▶ _TASK GOAL_: Format every line of the items below as a numbered list, skipping blank lines. Leave the pictures out of your answer.

>> START DATA FOR THIS EXERCISE

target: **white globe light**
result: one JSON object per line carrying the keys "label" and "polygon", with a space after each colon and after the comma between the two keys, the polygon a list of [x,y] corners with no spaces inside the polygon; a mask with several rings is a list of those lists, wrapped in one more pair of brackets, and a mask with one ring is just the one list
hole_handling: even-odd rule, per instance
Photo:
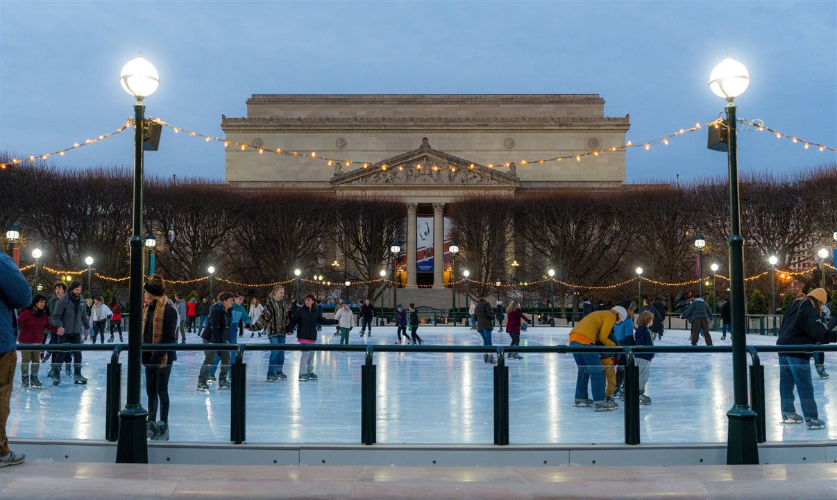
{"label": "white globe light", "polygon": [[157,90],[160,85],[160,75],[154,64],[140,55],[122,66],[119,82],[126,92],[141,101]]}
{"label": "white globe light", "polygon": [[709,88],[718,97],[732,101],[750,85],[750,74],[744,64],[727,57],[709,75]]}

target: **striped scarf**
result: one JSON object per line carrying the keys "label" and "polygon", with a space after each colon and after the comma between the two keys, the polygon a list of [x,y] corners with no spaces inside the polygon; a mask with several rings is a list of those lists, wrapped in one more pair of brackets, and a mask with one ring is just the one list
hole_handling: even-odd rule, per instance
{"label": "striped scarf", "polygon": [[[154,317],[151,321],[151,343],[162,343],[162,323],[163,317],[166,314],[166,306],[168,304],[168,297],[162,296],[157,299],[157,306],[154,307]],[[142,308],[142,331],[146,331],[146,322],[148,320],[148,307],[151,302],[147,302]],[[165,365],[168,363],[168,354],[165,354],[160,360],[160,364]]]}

>> END DATA FOR THIS EXERCISE

▶ _WORKED ANSWER_:
1. target: **white globe light**
2. result: one JSON object per line carrying the keys "label" and "polygon", with a space after each colon and after the comma between the two keys, the polygon a list of [x,y] corners with no spaces inside the polygon; a mask with several rings is a list of those lists, wrapped in one more pair of brackets, and a mask with one ring is just the one list
3. hole_handling: even-odd rule, per instance
4. Photo:
5. {"label": "white globe light", "polygon": [[157,90],[160,85],[160,75],[154,64],[140,55],[122,66],[119,82],[126,92],[141,101]]}
6. {"label": "white globe light", "polygon": [[709,88],[718,97],[732,101],[750,85],[750,74],[744,64],[727,57],[709,75]]}
7. target: **striped scarf**
8. result: one JSON object per line carrying the keys "label" and "polygon", with a space after each colon and after the comma between the two keys, the polygon a list of [x,y] corners with no spaces inside the polygon; a mask with several rings is a list of those lists, wrapped in one more pair of brackets, and a mask with one ring is just the one list
9. hole_handling: even-odd rule, per instance
10. {"label": "striped scarf", "polygon": [[[154,317],[151,321],[151,343],[162,343],[162,323],[163,317],[166,314],[166,306],[168,304],[168,297],[162,296],[157,299],[157,306],[154,307]],[[142,308],[142,331],[146,331],[146,322],[148,320],[148,307],[151,302],[147,302]],[[165,365],[168,363],[168,354],[165,354],[160,360],[160,364]]]}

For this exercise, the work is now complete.